Instructions ::
• A. Answer these questions from the reader comments on the chart:
(i) Which column does the second comment call a "helper" column?
(ii) About how many lab test variables does the lab-results spreadsheet list?
(iii) How many of the most recent test results does the rolling line chart plot?
• B. Please continue the reader comments on the chart, starting after their last sentence.

Page text ::
-- -- --

1. Andrew Mundy says:

A simple and clever idea which is effective and easy to implement. What is the purpose of the T_High column in the data table? It is not needed for the chart to work but does make understanding the table easier. Is that the reason the column is in this example?

Regards

Andrew

2. Andrew Mundy says:

After watching the video the columns make sense. The ‘Target’ column is a “helper” column to get the chart to work while the ‘T_High’ and ‘T_Low’ columns contain the input data.

Moral of the story; watch video before asking questions!

Regards

Andrew

3. IF says:

Ok, here’s a challenge:) I have a spreadsheet to track lab results over time. The data itself is pretty basic: a list of appx 100 lab test variables (Glucose, Sodium, Cholesterol, etc) with a Goal/Target reference range for each one, which runs down the left side, and a list of dates across the top (also have a completely transposed version). Each time tests are done, the results are entered in the date column. There’s also a total of 100 date columns set up to accept and calculate new test results.
*If there was a non-macro way to automatically add new columns/rows (and fill/update), rather than have a pre-set number of cells, that would be amazing… but that’s a different topic.

The fun part: For any areas of concern, I start a new sheet and insert a line chart so I can see trends. It’s a rolling line chart that automatically plots the 5 most recent test results for the specific variable(s) selected.

-- -- --

Entries shown ::

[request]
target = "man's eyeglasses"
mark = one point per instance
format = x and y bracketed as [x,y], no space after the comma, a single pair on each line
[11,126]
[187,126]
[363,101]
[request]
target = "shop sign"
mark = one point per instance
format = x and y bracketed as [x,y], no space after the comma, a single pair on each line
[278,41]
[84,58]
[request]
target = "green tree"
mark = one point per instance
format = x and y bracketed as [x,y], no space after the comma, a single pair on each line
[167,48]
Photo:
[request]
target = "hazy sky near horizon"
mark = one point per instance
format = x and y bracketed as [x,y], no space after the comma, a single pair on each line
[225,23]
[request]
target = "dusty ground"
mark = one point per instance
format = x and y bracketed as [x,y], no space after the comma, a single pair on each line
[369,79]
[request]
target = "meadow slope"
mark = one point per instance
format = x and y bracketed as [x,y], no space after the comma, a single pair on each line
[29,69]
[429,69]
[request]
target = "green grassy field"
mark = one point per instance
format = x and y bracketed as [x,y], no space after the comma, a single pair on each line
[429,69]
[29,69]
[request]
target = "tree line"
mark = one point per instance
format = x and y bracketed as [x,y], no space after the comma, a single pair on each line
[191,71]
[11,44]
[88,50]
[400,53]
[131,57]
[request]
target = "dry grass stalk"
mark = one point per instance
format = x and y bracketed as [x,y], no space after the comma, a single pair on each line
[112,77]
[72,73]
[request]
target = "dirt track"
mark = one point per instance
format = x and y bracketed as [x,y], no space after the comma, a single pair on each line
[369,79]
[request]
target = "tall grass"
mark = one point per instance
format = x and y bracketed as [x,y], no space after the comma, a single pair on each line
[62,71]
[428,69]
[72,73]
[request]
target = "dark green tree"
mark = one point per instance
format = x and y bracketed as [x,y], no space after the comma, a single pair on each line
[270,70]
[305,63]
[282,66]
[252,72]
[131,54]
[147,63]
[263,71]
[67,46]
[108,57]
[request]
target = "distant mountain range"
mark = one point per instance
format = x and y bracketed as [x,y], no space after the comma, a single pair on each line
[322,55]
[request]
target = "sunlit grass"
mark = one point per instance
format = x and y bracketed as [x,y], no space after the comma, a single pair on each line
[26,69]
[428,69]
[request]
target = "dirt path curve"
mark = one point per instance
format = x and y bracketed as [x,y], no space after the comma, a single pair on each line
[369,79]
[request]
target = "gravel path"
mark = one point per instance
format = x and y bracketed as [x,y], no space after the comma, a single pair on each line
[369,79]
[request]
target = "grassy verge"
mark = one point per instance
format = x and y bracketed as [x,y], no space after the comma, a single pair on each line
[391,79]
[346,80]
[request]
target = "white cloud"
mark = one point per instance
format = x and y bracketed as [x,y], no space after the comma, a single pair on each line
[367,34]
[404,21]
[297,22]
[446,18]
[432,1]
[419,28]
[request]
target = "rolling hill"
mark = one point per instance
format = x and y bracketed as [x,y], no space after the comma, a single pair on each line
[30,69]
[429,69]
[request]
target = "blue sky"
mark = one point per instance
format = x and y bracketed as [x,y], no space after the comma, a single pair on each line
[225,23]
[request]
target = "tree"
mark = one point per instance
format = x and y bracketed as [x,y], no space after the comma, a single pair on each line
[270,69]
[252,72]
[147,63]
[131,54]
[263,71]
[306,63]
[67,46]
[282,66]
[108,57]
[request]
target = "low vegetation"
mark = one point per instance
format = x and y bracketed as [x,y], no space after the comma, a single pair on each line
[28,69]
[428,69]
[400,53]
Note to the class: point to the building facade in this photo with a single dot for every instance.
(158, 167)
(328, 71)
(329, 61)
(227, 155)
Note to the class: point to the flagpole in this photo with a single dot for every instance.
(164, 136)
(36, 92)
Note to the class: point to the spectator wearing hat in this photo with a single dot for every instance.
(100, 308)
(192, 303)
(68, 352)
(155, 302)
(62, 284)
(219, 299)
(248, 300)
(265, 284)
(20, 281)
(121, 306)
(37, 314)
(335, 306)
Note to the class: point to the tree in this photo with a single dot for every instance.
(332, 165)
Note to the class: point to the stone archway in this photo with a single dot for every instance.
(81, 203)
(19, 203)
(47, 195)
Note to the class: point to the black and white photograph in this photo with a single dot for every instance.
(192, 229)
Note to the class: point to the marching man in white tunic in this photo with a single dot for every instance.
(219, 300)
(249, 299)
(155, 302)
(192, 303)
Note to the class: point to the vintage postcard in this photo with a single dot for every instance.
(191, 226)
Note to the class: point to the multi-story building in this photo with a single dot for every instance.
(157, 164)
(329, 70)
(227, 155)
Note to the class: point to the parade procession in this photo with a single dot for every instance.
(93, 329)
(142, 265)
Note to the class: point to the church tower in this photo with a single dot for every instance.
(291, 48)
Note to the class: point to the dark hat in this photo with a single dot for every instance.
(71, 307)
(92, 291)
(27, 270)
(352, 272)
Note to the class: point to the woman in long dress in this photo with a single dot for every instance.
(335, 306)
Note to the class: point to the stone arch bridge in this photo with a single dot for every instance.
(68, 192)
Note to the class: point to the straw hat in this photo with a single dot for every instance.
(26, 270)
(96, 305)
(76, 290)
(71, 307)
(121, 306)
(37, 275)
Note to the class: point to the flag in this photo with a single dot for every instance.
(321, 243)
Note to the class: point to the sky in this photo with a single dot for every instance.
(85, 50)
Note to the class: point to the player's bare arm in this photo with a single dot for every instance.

-- -- --

Set of answers ::
• A.
(i) The 'Target' column
(ii) Approximately 100
(iii) The 5 most recent

• B.
The dilemma: For any real value, I also need to see the Goal/Target range on the chart. I know there’s a method using stacked columns to create a floating horizontal band, but every version of that method (that I’ve found) requires three additional values (high, low, and the difference between them) to match each instance of entered data. In my case that means 3 cells for every individual variable, for each date they were tested (appx 300 additional cells per testing date).

The question: The reference ranges for each variable really don’t change over time… I only need to plug in the High & Low value once for each one. Is there a way to use those two values to create the range/floating band… somehow get the chart to interpret two values as a series rather than having to add three additional values for every single data point?

I feel like I’m missing something simple… It’s basically just a high/low range on a chart, right?

The interim solution is to create a separate sheet just for all the new calculations, which has turned out to be more of an elaborate project than expected:/

Thanks for the help!!

4. IF says:

Problem solved… using Excel on Windows, and a secondary horizontal access.